▶ **Stored rows**
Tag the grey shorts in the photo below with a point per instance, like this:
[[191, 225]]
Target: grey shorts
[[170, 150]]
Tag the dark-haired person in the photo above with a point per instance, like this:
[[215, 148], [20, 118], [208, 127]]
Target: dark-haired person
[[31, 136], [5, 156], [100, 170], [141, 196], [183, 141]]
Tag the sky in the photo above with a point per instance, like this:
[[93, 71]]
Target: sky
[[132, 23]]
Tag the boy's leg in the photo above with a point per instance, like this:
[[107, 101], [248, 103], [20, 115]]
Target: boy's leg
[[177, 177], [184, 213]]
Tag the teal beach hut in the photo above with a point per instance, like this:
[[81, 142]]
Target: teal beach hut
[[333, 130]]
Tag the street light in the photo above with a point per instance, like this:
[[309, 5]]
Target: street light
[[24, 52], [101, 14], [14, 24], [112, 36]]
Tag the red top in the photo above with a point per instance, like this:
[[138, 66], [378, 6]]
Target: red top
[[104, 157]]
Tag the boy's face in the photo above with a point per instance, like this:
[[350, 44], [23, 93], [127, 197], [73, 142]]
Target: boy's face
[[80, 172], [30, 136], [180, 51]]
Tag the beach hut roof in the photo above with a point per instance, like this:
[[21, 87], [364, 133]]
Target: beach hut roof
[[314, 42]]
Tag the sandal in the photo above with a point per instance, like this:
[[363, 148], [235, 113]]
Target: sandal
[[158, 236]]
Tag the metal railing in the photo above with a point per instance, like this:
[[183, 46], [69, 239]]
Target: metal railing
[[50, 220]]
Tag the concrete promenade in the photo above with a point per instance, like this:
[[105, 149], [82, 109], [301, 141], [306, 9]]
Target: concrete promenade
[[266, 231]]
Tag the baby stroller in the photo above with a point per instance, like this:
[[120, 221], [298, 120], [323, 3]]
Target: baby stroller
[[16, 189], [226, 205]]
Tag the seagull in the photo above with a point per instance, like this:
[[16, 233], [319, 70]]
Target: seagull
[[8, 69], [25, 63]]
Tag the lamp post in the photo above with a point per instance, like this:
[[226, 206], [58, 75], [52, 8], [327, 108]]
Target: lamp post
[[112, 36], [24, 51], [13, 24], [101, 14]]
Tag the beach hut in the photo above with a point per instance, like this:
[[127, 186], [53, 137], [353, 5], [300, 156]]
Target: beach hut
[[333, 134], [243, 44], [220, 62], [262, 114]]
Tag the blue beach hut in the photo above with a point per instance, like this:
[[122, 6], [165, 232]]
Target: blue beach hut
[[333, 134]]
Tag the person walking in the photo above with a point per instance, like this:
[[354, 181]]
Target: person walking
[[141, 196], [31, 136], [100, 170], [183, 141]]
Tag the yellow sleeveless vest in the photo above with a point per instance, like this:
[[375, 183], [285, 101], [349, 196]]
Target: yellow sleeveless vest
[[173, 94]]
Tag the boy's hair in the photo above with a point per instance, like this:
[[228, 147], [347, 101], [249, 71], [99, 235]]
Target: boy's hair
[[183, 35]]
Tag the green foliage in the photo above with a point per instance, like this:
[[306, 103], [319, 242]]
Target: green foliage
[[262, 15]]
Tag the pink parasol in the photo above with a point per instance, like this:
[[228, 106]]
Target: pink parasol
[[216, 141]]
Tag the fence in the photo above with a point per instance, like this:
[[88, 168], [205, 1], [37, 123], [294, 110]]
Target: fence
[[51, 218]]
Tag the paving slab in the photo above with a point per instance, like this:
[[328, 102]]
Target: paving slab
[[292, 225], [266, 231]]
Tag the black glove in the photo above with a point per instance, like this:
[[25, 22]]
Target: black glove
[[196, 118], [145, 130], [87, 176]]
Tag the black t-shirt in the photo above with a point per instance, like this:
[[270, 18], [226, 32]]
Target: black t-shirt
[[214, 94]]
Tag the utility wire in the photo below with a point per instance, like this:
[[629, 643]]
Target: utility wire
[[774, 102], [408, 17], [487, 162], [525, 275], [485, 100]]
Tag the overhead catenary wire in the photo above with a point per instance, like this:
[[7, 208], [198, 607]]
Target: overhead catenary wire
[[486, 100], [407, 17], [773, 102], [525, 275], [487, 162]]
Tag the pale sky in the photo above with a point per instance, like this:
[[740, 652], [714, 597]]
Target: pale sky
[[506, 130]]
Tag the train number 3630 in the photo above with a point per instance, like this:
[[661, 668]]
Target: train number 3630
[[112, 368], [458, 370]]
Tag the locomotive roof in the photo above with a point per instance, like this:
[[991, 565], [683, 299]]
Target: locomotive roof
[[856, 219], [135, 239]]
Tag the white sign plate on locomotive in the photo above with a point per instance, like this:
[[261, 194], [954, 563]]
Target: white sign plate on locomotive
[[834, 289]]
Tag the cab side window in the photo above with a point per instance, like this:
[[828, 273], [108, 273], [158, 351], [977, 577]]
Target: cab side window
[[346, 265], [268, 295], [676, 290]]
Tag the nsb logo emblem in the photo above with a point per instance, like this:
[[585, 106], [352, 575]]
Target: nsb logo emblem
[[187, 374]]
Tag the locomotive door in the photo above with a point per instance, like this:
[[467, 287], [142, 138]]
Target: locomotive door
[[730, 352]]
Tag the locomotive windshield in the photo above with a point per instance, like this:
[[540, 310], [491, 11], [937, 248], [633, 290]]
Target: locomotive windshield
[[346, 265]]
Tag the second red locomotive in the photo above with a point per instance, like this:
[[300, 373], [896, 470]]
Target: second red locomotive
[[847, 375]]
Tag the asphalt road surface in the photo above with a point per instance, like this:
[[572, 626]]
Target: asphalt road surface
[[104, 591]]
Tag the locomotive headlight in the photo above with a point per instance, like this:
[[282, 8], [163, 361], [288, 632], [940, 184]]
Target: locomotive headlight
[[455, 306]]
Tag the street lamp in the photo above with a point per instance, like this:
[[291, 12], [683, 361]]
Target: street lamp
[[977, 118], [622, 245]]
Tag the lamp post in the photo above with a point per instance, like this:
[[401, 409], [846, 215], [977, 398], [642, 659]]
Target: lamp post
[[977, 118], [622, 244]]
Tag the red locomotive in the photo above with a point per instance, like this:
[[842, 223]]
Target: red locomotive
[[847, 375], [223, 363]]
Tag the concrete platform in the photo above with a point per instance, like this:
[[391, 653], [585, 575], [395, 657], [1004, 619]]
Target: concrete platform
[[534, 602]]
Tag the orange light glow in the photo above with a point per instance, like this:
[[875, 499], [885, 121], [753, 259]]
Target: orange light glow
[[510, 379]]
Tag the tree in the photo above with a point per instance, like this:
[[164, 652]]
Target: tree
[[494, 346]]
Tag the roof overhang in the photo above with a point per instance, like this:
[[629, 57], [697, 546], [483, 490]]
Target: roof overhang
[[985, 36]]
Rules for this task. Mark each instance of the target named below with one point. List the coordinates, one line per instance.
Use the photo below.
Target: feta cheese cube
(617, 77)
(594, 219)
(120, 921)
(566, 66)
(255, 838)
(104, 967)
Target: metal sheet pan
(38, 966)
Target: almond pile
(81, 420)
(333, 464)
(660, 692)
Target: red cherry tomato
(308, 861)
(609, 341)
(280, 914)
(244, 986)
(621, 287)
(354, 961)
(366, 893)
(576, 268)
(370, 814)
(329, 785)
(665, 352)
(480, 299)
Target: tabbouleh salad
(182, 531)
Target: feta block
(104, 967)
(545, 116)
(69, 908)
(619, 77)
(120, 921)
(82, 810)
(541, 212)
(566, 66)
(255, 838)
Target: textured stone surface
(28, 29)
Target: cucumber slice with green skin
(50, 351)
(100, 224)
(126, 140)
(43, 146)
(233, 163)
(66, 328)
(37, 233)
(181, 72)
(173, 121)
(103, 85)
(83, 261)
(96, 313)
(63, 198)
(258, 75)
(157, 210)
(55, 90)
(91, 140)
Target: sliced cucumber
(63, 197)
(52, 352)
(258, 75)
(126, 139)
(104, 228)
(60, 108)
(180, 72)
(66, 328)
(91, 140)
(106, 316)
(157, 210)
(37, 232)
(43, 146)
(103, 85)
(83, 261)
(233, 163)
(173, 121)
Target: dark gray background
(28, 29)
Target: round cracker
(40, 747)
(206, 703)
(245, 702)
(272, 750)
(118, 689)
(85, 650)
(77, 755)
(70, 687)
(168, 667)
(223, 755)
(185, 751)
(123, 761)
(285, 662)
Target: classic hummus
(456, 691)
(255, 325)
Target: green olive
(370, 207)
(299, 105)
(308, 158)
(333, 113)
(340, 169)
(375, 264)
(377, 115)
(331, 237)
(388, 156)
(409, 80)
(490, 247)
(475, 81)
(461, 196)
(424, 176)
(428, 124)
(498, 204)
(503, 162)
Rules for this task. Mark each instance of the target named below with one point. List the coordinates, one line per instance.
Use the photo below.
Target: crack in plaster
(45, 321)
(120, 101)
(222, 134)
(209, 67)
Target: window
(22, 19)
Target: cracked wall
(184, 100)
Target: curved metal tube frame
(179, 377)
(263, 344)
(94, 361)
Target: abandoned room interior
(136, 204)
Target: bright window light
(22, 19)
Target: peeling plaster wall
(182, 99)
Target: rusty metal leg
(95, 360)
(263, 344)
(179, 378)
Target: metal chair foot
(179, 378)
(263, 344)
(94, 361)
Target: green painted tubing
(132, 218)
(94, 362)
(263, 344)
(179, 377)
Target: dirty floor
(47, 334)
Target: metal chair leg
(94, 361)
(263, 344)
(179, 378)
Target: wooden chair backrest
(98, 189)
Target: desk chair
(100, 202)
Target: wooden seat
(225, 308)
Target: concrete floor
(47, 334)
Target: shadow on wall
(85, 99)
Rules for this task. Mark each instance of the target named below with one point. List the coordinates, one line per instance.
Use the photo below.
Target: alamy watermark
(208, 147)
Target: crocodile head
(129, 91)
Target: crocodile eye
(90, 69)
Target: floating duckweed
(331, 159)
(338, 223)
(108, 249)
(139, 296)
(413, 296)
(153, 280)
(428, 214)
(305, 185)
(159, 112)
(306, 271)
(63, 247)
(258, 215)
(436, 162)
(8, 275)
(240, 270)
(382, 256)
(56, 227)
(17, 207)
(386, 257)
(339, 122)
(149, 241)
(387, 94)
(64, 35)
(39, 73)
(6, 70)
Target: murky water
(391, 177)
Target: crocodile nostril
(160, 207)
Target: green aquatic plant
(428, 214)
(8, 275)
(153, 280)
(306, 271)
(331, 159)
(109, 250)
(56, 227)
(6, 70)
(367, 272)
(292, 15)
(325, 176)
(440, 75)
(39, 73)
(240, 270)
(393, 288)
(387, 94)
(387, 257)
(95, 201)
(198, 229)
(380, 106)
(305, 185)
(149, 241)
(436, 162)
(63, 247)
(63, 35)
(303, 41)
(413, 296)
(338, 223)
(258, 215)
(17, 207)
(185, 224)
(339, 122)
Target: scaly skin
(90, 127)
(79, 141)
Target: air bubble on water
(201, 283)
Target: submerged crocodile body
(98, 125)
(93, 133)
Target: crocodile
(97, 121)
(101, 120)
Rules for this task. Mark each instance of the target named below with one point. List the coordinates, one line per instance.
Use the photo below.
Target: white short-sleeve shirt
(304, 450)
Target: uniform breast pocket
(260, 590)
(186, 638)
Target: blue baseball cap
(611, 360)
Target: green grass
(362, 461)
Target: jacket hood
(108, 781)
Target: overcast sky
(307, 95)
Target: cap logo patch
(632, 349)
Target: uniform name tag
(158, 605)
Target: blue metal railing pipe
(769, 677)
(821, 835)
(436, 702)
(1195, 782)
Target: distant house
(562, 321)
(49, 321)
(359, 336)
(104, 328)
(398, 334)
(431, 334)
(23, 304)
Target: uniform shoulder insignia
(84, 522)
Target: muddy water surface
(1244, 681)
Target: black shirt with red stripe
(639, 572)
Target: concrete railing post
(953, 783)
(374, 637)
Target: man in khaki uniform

▶ **Stated goal**
Copy out the lines of the listing from the line containing "Tag the concrete promenade" through the line containing "[[141, 196], [31, 136], [100, 170], [183, 141]]", with both of those lines included, and change nothing in them.

▶ **Response to this exercise**
Tag the concrete promenade in the photo above with a point per instance, like this:
[[105, 149], [82, 109], [301, 141], [306, 9]]
Target: concrete promenade
[[266, 231]]
Tag the baby stroller in the photo above with a point per instance, like this:
[[120, 221], [298, 120], [323, 3]]
Target: baby stroller
[[16, 189], [226, 205]]
Tag the seagull in the photo above with a point per instance, like this:
[[16, 233], [319, 70]]
Target: seagull
[[8, 69], [25, 63]]
Tag the lamp post in the photo above with a point per instance, like this:
[[226, 206], [58, 75], [52, 8], [327, 108]]
Target: lamp post
[[112, 36], [24, 51], [13, 24], [101, 14]]
Tag the beach hut in the photo above with a point per instance, like this:
[[127, 186], [53, 137], [353, 5], [300, 156]]
Target: beach hut
[[333, 134], [243, 44], [220, 62], [262, 114]]
Tag the blue beach hut in the photo above with a point per instance, like this:
[[122, 6], [165, 232]]
Target: blue beach hut
[[333, 134]]
Tag the person walking in the photo above with a point per instance, like this:
[[354, 181]]
Target: person walking
[[141, 196], [31, 136], [100, 170], [183, 141]]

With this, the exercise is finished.